[Opening PROVIDED DATA section]

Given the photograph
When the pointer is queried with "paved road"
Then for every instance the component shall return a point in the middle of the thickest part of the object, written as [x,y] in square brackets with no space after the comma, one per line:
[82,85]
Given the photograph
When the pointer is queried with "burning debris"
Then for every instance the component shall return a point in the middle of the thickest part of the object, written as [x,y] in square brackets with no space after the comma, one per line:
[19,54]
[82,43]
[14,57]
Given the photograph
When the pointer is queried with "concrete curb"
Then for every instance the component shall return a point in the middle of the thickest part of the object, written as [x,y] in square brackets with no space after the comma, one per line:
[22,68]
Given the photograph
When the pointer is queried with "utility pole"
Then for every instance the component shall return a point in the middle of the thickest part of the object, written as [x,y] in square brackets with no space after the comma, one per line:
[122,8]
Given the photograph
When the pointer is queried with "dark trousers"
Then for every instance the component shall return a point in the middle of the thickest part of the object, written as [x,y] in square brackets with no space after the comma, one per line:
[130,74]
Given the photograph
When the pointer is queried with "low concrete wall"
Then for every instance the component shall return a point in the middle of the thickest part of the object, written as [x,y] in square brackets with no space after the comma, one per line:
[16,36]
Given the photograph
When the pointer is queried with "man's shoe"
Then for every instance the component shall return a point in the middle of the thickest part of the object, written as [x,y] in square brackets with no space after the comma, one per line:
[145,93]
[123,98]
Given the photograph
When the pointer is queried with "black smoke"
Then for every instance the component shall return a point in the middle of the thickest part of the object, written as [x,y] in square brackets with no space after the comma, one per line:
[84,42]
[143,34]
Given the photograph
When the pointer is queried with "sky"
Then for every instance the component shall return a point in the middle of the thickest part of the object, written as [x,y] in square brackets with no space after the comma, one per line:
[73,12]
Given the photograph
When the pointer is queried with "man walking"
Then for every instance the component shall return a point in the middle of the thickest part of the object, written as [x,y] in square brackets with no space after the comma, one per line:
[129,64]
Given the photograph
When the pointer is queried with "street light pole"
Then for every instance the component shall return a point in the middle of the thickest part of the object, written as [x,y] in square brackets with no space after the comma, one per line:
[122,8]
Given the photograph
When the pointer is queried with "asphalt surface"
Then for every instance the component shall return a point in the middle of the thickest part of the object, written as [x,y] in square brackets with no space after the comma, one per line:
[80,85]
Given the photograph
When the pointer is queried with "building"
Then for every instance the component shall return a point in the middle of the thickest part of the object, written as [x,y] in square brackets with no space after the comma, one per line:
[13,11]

[Closing PROVIDED DATA section]

▶ WORK TO COMPLETE
Output all preceding records character for character.

▶ SOLUTION
Given the photograph
When the pointer is queried with "paved road"
Then for every instance the component shall return a point in the middle of the thickest part of the object, written as [x,y] in square brackets with no space after the comma, one per line:
[82,85]
Given the photograph
When the pointer is queried with "burning debris"
Then for every instance the component shall return a point in the middle of the thickest part of the object, written as [x,y] in square brackets with no space after the comma, one per line:
[19,54]
[82,43]
[14,57]
Given the photograph
When the pointer is queried with "concrete curb"
Then for every instance the component shall return a point in the middle of the thickest part of the object, written as [x,y] in square brackets with no space after the comma, one per line:
[22,68]
Given the photograph
When the pointer is queried with "utility pole"
Then for every instance the component shall return a point in the middle of the thickest part of the object, written as [x,y] in square brackets with no space after the comma, one per line:
[122,8]
Given the photograph
When the pointer is queried with "dark trousers"
Then for every instance the component shall return a point in the middle of the thickest part of the object, written as [x,y] in square brackets with no space after the comma, one per line:
[130,74]
Given the photograph
When the pointer is queried with "low concrete wall"
Then for every instance the component shall return a point in the middle of the thickest part of the object, written as [x,y] in square brackets with no space after the comma, one per line:
[16,36]
Given the photograph
When the pointer is queried with "man's shoe"
Then for every instance the component shall return a point in the middle of the thickest part of the object, written as [x,y] in square brackets with no space after the comma, one per line:
[145,93]
[123,98]
Given the photograph
When the pointer is queried with "black smoke"
Then for every instance the component shall return a point in the middle of the thickest part of the object, written as [x,y] in square brackets with no space after the comma, one per line:
[84,42]
[143,34]
Given the photograph
When the pointer is queried with "sky"
Then for every instance the component shall return a point in the middle of the thickest part of the object, written as [x,y] in square brackets with no space after the comma, one per line:
[73,12]
Given the photograph
When the pointer is queried with "man walking"
Then for every instance the component shall return a point in the middle of the thickest part of the object, written as [x,y] in square brackets with no space after the comma, one per line:
[129,64]
Given the photograph
When the pointer is queried with "street light pole"
Then for every instance the component shall return a point in the middle of the thickest part of the object, written as [x,y] in square brackets with no space after the comma, one per line:
[122,8]
Given the photograph
When the pointer is queried with "asphalt surface"
Then for every instance the component shall return a point in the middle of the thickest part of the object, written as [x,y] in square brackets with no space after the comma, one per line:
[80,85]
Given the photograph
When the pointer is queried with "building"
Then for every instance the component shall return a point in the middle of the thickest part of the object, written as [x,y] in square brackets with no space after the comma, one per line:
[13,11]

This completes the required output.